Each record is to be copied exactly, with its pictures left behind.

RECORDS SUPPLIED START

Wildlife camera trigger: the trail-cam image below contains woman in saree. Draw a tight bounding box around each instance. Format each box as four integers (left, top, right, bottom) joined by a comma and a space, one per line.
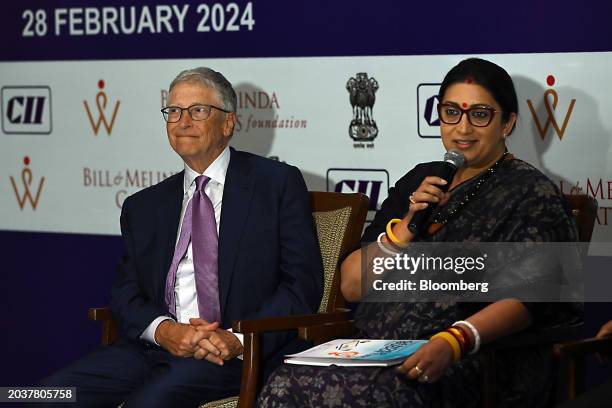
258, 58, 581, 407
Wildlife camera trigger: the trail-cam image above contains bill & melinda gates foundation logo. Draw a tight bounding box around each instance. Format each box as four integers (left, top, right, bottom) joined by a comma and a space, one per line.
526, 74, 576, 141
83, 79, 121, 136
10, 156, 45, 210
160, 89, 307, 133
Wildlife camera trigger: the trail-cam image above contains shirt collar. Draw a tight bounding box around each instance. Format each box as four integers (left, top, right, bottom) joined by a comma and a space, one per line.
183, 146, 230, 193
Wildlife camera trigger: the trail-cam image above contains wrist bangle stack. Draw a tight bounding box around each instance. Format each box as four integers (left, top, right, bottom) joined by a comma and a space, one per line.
450, 324, 473, 354
447, 327, 467, 355
453, 320, 481, 354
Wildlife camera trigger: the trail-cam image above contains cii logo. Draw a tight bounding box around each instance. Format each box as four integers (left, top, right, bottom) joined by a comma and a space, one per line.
10, 156, 45, 210
84, 79, 120, 136
1, 86, 52, 134
327, 168, 389, 221
527, 74, 576, 140
417, 83, 441, 138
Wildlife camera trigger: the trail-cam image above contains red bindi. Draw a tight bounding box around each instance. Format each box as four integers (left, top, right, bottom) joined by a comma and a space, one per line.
465, 77, 474, 84
461, 102, 468, 108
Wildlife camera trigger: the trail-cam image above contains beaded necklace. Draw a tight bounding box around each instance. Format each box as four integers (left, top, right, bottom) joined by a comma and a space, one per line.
427, 152, 514, 235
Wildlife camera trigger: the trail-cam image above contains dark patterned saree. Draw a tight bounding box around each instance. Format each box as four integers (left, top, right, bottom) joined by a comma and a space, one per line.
258, 158, 582, 408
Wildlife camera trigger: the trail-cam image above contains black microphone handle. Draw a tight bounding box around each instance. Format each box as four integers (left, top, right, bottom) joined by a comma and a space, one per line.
407, 162, 458, 236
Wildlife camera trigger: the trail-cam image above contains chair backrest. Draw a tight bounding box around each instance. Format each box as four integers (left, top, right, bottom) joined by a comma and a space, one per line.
564, 194, 598, 243
480, 194, 599, 408
309, 191, 369, 312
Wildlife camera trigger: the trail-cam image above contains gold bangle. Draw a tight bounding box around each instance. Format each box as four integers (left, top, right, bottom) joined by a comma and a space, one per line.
431, 332, 461, 362
386, 218, 409, 248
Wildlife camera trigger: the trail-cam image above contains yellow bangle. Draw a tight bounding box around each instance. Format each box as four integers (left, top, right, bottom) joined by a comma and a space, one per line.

RECORDS SUPPLIED END

→ **REPLY**:
Wildlife camera trigger: the trail-cam image below contains woman in saree. Draw a tight bounding box around each instance. Format each box as four integers (left, top, right, bottom) joined by a comma and a space, one per line.
258, 58, 581, 407
Wildlife camera trigger: the trail-cam image above contains bill & melinda gates foundation logo. Draw a tight bounding box around each instance. Format each box as four integers (left, top, right, bottom) joined by a comma and a space, one per line.
526, 74, 576, 141
83, 79, 121, 136
10, 156, 45, 210
160, 89, 307, 133
Wildlife camera trigger: the trail-cam image above contains shirt collar. Draw a tight bounding box around each instance. Format each box as four integers (left, top, right, bottom) joined by a comma and a space, one per line.
183, 146, 230, 193
Wildlife camera trigger: the trail-cam image above contains wrist bangle stack. Draw a tight bounding box around each instance. Format each box as four integers (left, top, right, bottom) joined by a comma and a space, one per line.
450, 324, 473, 354
447, 327, 467, 355
453, 320, 481, 354
Wildlife camera trigger: the trail-cam image above contains cii logo. Draw a tight bounding box around each instance. Format each box as four integers (left, top, right, bottom) joined by a comma and a space, one per line.
10, 156, 45, 210
84, 79, 120, 136
1, 86, 52, 134
327, 168, 389, 221
527, 74, 576, 140
417, 83, 441, 138
Wildlife camera trigger: the trail-cam image above contains red bindi. Draw a tight bounding box around each instance. Format each box as four integers (left, top, right, bottom) joined by a comma and a space, one per line.
465, 77, 474, 84
461, 102, 468, 108
Wildlife camera trigger: the trail-cam image above contains beaded necklace. Draw a tight bounding box around each instance. Format each box as four integers (left, top, right, bottom) joined by a comma and a space, one per line.
427, 152, 514, 235
Wildlife camera trigger: the trail-cam image above contains dark patterned saree. Draw a tight bounding box around each instance. Format each box as four integers (left, top, right, bottom) joined by a comma and a space, one per line.
258, 158, 582, 408
Wildlife camera trigger: the trail-cam image above contains black microphone handle. Draw a tight bounding box around each instance. Format each box as four integers (left, top, right, bottom) joined by a comma and a space, one per line.
407, 162, 458, 236
Wildlife camera trigger: the trail-cam image above contains chair backrest. Draw a tight bounding box around each instance. Format each box as four integers (left, top, right, bottom) joined by a comma and a space, one per line.
564, 194, 598, 243
480, 194, 599, 408
309, 191, 369, 312
Wildlife camera trigger: the trail-cam image above contains gold bangle. Draw a tight bounding box around each instance. Format each box as four integers (left, top, right, bottom) joined by a comma and a space, one per line.
431, 332, 461, 362
386, 218, 409, 248
Wildlife camera trigger: the trail-cam image above contains yellow bangle. Draw a tight bounding box around each instance. Format each box as four integers (left, top, right, bottom) joined by a comma and a space, one per line.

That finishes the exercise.